(ACTION ITEM): Identify all lines in the data containing the string "Goal". Copy them out.

Records from a collection
____________

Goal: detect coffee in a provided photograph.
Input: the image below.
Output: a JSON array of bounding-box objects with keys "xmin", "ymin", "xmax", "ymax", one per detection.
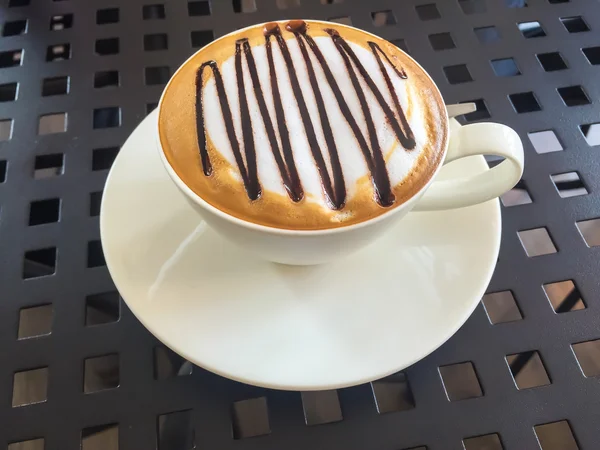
[{"xmin": 159, "ymin": 20, "xmax": 448, "ymax": 230}]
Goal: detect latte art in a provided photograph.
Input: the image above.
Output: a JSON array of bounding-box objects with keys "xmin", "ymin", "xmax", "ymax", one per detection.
[{"xmin": 159, "ymin": 20, "xmax": 448, "ymax": 229}]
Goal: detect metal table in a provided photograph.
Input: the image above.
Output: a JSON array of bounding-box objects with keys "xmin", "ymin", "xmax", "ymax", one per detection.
[{"xmin": 1, "ymin": 0, "xmax": 600, "ymax": 448}]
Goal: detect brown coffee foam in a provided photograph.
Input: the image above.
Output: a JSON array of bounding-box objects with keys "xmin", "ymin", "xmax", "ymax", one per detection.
[{"xmin": 159, "ymin": 20, "xmax": 448, "ymax": 230}]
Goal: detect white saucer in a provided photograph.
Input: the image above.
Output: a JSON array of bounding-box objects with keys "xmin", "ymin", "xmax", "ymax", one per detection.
[{"xmin": 100, "ymin": 111, "xmax": 501, "ymax": 391}]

____________

(ANSWER TO THIS TASK):
Goal: detect coffee in a provided photograph.
Goal: detect latte art in a provided photograph.
Goal: detect metal table in a provided photograph.
Goal: detect brown coffee foam in a provided photograph.
Goal: detect white saucer in a provided photograph.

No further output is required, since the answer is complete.